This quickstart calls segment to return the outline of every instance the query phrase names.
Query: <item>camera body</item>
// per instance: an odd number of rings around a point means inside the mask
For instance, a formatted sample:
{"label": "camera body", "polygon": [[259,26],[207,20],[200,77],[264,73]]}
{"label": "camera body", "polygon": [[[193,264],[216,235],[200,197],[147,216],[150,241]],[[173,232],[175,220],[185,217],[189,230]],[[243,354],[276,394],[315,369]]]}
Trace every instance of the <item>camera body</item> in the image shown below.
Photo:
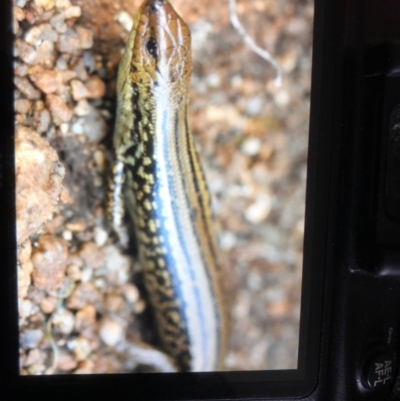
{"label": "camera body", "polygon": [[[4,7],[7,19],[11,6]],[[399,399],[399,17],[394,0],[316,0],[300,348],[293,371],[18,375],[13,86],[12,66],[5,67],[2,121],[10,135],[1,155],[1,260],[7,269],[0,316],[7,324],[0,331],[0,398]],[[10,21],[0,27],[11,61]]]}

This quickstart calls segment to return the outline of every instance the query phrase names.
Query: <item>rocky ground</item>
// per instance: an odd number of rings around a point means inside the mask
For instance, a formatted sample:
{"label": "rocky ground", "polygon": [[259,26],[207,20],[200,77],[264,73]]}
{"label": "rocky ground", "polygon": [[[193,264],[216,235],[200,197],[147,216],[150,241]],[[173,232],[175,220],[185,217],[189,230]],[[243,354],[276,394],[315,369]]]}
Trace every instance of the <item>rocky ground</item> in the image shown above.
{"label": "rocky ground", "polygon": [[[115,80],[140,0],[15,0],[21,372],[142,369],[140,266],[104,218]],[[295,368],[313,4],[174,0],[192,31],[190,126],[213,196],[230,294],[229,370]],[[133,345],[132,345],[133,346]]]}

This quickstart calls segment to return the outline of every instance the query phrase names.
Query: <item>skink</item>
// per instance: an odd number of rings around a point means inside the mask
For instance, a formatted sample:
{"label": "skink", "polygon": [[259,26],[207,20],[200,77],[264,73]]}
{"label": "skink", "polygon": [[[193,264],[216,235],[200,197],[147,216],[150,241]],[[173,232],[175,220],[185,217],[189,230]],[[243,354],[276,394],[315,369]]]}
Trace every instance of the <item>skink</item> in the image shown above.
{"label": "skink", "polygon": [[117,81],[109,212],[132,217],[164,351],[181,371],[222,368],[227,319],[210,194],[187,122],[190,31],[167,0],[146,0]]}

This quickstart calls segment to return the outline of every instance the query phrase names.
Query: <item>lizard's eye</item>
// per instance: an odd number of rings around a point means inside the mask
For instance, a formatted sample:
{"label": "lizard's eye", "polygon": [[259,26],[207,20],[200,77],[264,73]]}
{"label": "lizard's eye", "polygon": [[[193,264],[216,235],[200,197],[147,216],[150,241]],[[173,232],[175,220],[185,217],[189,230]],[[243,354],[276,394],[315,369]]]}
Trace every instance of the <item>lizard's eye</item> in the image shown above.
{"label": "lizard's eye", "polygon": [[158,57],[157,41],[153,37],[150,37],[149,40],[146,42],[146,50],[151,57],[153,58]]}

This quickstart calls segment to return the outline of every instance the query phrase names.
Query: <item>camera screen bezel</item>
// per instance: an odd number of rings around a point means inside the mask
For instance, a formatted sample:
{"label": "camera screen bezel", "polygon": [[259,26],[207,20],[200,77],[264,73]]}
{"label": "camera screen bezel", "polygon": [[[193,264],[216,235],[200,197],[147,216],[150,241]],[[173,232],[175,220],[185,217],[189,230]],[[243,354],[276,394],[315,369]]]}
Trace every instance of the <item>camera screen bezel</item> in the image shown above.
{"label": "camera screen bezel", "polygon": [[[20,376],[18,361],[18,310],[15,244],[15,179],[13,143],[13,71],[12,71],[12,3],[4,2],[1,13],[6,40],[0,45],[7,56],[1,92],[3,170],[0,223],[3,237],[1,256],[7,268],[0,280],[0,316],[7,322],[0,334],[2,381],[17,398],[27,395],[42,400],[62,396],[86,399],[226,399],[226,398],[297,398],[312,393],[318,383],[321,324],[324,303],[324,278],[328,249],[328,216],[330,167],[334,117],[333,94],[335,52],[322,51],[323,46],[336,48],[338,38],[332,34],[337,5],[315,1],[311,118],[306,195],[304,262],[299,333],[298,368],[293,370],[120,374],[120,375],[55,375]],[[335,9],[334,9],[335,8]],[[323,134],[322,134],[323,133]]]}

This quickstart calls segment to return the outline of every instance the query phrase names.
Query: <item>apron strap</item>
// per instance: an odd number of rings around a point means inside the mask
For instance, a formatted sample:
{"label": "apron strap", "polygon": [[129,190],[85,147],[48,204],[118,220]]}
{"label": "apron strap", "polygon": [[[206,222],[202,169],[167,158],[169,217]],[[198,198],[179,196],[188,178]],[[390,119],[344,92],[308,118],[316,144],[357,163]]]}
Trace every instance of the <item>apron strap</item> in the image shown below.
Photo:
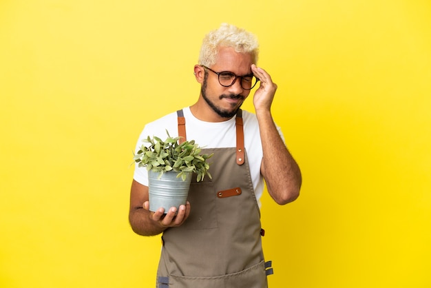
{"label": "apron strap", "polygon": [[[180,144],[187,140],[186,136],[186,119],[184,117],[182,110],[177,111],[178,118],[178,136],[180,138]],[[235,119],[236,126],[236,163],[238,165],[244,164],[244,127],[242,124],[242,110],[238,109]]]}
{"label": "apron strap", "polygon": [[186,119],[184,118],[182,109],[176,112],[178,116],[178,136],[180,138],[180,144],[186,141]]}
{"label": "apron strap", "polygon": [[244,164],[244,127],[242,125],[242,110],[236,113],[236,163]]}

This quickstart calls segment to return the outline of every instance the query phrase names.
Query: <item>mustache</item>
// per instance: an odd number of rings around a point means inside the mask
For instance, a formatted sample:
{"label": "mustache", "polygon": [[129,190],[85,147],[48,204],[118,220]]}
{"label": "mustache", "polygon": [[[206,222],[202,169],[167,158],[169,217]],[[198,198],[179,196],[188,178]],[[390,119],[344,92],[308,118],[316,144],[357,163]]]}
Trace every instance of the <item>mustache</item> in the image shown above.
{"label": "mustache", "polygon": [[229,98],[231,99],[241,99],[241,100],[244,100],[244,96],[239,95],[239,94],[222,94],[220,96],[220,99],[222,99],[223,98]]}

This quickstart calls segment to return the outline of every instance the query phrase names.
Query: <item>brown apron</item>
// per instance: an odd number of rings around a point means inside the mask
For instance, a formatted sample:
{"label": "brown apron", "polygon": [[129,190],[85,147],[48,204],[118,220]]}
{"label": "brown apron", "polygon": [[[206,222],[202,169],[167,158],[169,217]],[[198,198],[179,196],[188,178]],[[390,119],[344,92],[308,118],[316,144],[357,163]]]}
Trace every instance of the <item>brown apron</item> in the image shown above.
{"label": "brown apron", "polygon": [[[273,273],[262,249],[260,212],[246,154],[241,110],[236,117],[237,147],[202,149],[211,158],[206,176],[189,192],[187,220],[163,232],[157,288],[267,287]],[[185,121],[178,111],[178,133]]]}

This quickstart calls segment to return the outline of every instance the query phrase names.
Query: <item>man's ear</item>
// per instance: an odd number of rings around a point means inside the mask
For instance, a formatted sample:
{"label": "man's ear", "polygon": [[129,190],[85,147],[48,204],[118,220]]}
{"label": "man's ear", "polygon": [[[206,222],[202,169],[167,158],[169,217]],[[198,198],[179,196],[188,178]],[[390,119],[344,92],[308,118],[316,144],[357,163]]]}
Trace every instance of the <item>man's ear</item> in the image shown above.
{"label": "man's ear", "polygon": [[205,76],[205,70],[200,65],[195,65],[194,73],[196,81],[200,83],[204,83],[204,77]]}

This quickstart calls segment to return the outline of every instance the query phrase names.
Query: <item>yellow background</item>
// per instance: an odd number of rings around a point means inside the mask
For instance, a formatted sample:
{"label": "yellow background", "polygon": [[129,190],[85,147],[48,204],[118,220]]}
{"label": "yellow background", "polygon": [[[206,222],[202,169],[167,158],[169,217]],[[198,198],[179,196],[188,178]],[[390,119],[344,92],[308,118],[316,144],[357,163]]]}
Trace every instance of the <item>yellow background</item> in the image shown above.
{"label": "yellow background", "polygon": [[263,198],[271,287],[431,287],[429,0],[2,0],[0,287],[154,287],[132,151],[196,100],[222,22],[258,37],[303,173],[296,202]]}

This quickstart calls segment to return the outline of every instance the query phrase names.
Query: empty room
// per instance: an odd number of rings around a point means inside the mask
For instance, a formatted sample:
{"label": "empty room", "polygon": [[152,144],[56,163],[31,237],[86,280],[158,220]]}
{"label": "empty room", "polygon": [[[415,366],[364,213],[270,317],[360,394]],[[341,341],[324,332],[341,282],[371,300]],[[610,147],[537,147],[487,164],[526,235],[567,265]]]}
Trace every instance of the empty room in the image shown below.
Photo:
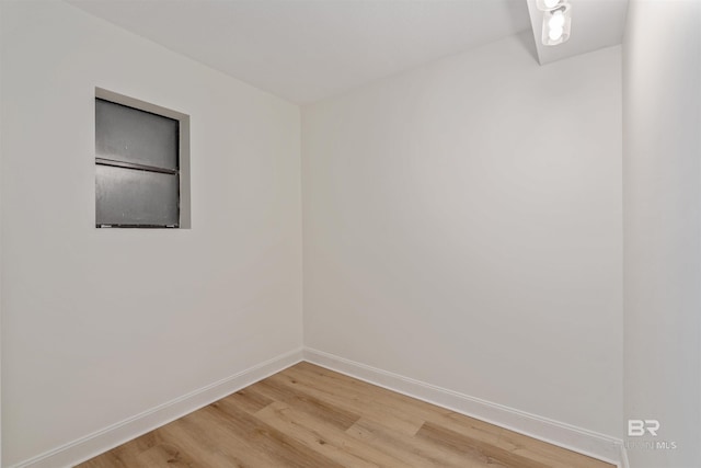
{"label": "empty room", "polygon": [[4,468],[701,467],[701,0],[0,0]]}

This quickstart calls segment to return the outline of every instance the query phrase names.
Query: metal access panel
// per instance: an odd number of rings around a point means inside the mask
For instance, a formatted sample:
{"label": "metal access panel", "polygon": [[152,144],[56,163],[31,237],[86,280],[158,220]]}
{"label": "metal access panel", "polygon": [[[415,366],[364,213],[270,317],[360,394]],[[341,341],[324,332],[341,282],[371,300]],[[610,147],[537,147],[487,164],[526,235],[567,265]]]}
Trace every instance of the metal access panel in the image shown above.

·····

Exercise goal>
Which lines in the entries above contain the string "brown"? List each of them in full, and treat uppercase and lowercase letters as different.

Answer to the problem>
Query: <item>brown apron</item>
{"label": "brown apron", "polygon": [[129,190],[85,147],[48,204],[118,220]]}
{"label": "brown apron", "polygon": [[[206,222],[202,169],[167,158],[169,217]],[[198,198],[179,196],[188,178]],[[390,119],[344,92],[308,118],[316,144],[357,163]]]}
Trace every instance of the <item>brown apron</item> in the image shown above.
{"label": "brown apron", "polygon": [[[273,273],[262,249],[260,212],[246,154],[241,110],[236,117],[237,147],[202,149],[211,158],[206,176],[189,192],[187,220],[163,232],[157,288],[267,287]],[[185,121],[178,111],[178,133]]]}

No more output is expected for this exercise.